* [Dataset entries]

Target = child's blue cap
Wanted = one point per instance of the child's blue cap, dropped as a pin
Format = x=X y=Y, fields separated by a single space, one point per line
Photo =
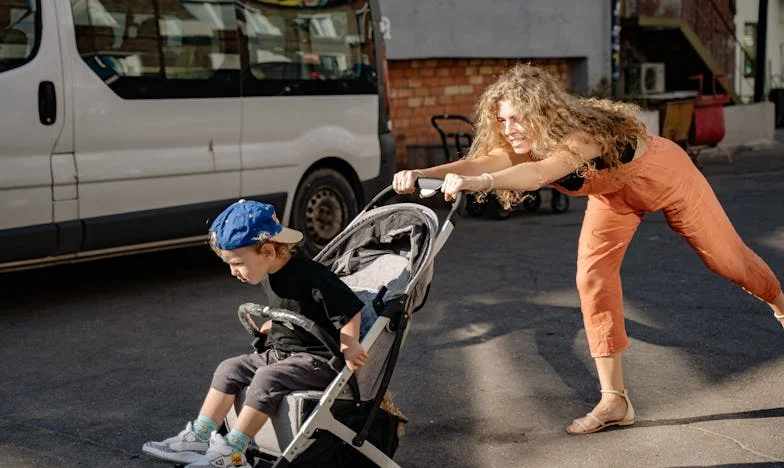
x=249 y=222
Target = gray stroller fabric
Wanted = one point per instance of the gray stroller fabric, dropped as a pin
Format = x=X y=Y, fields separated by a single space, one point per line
x=389 y=246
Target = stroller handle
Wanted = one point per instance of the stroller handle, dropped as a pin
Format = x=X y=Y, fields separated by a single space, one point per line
x=426 y=186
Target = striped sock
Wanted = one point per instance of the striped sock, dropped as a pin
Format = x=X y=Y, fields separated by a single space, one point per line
x=237 y=440
x=203 y=427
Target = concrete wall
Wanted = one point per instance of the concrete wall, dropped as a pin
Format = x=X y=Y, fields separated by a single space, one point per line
x=578 y=29
x=744 y=125
x=748 y=125
x=748 y=13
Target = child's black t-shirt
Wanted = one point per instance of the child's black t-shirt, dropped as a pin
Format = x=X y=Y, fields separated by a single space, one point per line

* [Brief] Count the lines above in which the string "handle" occurs. Give that number and nothing else.

* [Exercise response] 2